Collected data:
......

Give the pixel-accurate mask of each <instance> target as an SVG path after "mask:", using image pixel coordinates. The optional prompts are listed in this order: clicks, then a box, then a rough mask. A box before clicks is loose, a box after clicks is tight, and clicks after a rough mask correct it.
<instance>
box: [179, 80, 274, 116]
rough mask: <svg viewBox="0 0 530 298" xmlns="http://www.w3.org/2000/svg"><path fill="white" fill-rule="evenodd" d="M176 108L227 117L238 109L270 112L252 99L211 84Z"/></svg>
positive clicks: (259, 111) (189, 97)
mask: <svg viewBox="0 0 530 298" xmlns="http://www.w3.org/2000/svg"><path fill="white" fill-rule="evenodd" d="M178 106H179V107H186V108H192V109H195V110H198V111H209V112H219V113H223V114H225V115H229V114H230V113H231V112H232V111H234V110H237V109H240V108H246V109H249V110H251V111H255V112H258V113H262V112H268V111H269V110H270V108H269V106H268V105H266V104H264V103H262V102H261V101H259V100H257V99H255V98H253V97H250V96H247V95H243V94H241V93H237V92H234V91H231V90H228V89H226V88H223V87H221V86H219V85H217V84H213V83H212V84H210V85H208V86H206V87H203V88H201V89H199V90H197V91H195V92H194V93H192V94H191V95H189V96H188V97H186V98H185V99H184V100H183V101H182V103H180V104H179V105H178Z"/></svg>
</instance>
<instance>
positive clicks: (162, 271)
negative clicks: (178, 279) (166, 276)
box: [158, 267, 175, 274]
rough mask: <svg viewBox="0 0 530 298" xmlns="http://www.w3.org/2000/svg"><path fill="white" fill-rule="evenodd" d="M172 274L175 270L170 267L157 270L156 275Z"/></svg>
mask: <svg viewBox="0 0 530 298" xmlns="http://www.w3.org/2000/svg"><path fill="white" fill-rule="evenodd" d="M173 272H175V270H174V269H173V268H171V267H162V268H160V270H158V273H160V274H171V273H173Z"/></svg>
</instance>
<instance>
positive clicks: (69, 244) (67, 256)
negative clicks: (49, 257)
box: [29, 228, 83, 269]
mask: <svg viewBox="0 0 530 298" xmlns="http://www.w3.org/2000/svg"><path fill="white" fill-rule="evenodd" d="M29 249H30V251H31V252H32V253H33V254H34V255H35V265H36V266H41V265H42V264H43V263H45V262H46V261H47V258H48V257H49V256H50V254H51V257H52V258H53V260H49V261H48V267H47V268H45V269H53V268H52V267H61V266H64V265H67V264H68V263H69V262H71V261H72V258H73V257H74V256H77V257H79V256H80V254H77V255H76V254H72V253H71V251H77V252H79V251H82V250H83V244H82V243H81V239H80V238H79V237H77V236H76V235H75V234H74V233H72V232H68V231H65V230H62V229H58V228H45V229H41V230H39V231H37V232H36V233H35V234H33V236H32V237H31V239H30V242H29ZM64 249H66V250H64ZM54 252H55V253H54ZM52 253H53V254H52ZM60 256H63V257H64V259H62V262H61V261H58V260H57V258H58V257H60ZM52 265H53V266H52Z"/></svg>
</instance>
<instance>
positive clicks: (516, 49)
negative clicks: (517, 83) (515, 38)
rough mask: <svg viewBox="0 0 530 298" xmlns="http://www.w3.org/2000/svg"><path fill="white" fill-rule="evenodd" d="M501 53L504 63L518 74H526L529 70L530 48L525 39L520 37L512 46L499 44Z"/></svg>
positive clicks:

......

EXERCISE REQUIREMENTS — Each entry above should be written again exactly.

PROBLEM SOLUTION —
Give the pixel-accurate mask of each <instance> target as an SVG path after "mask:", using image pixel coordinates. The optional prompts are listed in this order: clicks, then a box, then a rough mask. A box before clicks is loose, a box after clicks is tight, and clicks after a rough mask correct it.
<instance>
box: [179, 80, 274, 116]
rough mask: <svg viewBox="0 0 530 298" xmlns="http://www.w3.org/2000/svg"><path fill="white" fill-rule="evenodd" d="M176 108L227 117L238 109L270 112L252 99L211 84Z"/></svg>
positive clicks: (259, 111) (189, 97)
mask: <svg viewBox="0 0 530 298" xmlns="http://www.w3.org/2000/svg"><path fill="white" fill-rule="evenodd" d="M178 106H179V107H186V108H192V109H195V110H198V111H209V112H219V113H223V114H225V115H229V114H230V113H231V112H232V111H234V110H237V109H240V108H246V109H249V110H251V111H255V112H258V113H262V112H268V111H269V110H270V108H269V106H268V105H266V104H264V103H262V102H261V101H259V100H257V99H255V98H253V97H250V96H247V95H243V94H241V93H237V92H234V91H231V90H228V89H226V88H223V87H221V86H219V85H217V84H213V83H212V84H210V85H208V86H206V87H203V88H201V89H199V90H197V91H195V92H194V93H192V94H191V95H189V96H188V97H186V98H185V99H184V100H183V101H182V103H180V104H179V105H178Z"/></svg>
</instance>
<instance>
positive clicks: (162, 271)
negative clicks: (178, 279) (166, 276)
box: [158, 267, 175, 274]
rough mask: <svg viewBox="0 0 530 298" xmlns="http://www.w3.org/2000/svg"><path fill="white" fill-rule="evenodd" d="M172 274L175 270L170 267L157 270L156 275Z"/></svg>
mask: <svg viewBox="0 0 530 298" xmlns="http://www.w3.org/2000/svg"><path fill="white" fill-rule="evenodd" d="M173 272H175V270H174V269H173V268H171V267H162V268H160V270H158V273H160V274H171V273H173Z"/></svg>
</instance>
<instance>
positive clicks: (69, 244) (67, 256)
negative clicks: (49, 257)
box: [29, 228, 83, 269]
mask: <svg viewBox="0 0 530 298" xmlns="http://www.w3.org/2000/svg"><path fill="white" fill-rule="evenodd" d="M29 249H30V251H31V252H32V253H33V254H34V255H35V265H36V266H41V265H42V264H43V263H45V262H46V261H47V258H48V257H49V256H50V254H51V257H52V258H53V260H49V261H48V267H47V268H45V269H53V268H52V267H61V266H64V265H67V264H68V263H69V262H71V261H72V258H73V257H74V256H77V257H79V256H80V254H77V255H76V254H72V253H71V251H77V252H79V251H82V250H83V244H82V243H81V239H80V238H79V237H77V236H76V235H75V234H74V233H72V232H68V231H65V230H62V229H58V228H45V229H41V230H39V231H37V232H36V233H35V234H33V236H32V237H31V239H30V242H29ZM64 249H66V250H64ZM54 252H55V253H54ZM52 253H53V254H52ZM60 256H63V257H64V259H62V262H61V261H58V260H57V258H58V257H60ZM52 265H53V266H52Z"/></svg>
</instance>
<instance>
positive clicks: (516, 49)
negative clicks: (517, 83) (515, 38)
rough mask: <svg viewBox="0 0 530 298" xmlns="http://www.w3.org/2000/svg"><path fill="white" fill-rule="evenodd" d="M501 53L504 63L518 74H526L529 70L530 48L525 39L520 37L512 46L499 44Z"/></svg>
positive clicks:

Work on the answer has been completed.